List each line in the rows below that contains the string "Target".

** START Data for the task **

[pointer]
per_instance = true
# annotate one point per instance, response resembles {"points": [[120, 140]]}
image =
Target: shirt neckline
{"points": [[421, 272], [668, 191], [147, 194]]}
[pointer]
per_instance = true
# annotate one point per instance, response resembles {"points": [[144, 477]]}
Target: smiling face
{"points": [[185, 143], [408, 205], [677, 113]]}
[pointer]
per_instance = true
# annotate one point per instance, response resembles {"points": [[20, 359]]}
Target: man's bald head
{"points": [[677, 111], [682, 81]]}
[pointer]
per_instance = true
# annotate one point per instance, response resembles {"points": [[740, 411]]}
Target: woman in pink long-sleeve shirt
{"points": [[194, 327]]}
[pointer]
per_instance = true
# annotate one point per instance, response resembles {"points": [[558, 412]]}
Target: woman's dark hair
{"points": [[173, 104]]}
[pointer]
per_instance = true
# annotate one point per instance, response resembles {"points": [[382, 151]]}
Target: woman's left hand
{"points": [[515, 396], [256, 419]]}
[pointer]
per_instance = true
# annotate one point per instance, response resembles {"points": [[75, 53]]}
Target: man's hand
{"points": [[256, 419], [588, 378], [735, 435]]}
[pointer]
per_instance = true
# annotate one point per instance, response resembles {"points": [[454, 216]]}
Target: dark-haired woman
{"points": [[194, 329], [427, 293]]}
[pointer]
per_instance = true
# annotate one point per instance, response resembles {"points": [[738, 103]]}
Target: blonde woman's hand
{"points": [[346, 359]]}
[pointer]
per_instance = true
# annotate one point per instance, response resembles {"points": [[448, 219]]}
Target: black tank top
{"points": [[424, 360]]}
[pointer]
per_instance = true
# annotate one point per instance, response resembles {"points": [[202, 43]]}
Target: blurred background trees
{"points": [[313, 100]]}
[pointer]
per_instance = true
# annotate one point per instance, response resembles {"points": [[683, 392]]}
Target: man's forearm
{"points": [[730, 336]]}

** END Data for the task **

--- Answer to this task ---
Target: shirt neckline
Target: smiling face
Target: man's bald head
Target: woman in pink long-sleeve shirt
Target: woman's dark hair
Target: woman's left hand
Target: man's hand
Target: dark-haired woman
Target: blonde woman's hand
Target: black tank top
Target: blurred background trees
Target: man's forearm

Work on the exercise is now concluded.